■ DATA TO PROCESS:
============

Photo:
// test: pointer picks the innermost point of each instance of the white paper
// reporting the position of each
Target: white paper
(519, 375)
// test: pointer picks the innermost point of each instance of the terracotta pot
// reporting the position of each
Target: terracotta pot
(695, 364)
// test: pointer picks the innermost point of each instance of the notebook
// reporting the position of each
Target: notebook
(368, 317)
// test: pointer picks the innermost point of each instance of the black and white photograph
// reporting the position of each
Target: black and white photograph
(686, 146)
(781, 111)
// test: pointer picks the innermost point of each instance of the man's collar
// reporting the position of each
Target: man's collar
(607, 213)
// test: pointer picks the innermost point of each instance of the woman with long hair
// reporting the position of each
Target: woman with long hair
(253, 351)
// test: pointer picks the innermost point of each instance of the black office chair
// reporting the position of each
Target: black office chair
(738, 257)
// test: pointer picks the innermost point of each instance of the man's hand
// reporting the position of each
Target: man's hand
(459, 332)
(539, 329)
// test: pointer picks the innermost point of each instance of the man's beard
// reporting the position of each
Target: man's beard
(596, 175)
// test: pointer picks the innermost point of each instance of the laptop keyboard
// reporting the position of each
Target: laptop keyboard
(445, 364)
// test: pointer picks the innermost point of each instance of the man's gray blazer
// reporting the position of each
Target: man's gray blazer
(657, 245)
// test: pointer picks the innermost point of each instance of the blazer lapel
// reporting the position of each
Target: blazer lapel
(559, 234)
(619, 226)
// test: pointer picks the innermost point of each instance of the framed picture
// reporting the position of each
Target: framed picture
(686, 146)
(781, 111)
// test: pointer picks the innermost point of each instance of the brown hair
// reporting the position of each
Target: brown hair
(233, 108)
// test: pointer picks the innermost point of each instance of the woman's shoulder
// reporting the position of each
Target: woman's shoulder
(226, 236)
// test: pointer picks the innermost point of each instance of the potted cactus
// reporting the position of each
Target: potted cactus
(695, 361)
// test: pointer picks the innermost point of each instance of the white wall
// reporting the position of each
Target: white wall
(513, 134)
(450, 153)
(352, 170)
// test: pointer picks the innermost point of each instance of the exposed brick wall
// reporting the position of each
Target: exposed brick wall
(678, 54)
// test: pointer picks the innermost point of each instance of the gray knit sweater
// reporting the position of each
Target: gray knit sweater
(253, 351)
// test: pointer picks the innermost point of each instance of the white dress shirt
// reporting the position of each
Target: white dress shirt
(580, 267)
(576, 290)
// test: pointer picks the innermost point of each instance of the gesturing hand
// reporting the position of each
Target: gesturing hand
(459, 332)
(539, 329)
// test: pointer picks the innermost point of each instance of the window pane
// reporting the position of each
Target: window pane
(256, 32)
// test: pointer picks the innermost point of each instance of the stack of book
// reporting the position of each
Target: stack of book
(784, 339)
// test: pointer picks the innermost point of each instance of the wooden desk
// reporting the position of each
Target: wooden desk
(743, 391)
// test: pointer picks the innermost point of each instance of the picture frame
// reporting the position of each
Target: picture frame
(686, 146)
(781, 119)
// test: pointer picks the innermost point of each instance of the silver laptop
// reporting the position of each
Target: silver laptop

============

■ DIRECTION: Repeat exactly the lines from the line containing "the gray knit sweater" through the end of the listing above; both boundary lines are part of the output.

■ RESULT:
// test: pointer picks the innermost point of each instance of the gray knit sweater
// reporting the position of each
Target: gray knit sweater
(253, 351)
// test: pointer picks the innermost point of each instance of the white dress shirt
// reporting the position of each
Target: white dress shirt
(580, 267)
(576, 290)
// test: pointer picks the innermost point of each instance of the gesturing hand
// reporting the position of each
Target: gesturing hand
(459, 332)
(539, 329)
// test: pointer picks the innermost point of each instance of the window pane
// reporting the position of each
Target: window pane
(256, 32)
// test: pointer picks the innermost point of each instance of the stack of book
// reporting the position of each
Target: stack of book
(784, 339)
// test: pointer picks the innermost point of each instance of the wooden desk
// reporting the position of each
Target: wooden desk
(743, 391)
// test: pointer picks the innermost point of each instance of the picture frame
// reporting the position of each
Target: picture frame
(686, 146)
(781, 119)
// test: pointer picks the innermost point of each instance of the silver laptop
// reporting the position of each
Target: silver laptop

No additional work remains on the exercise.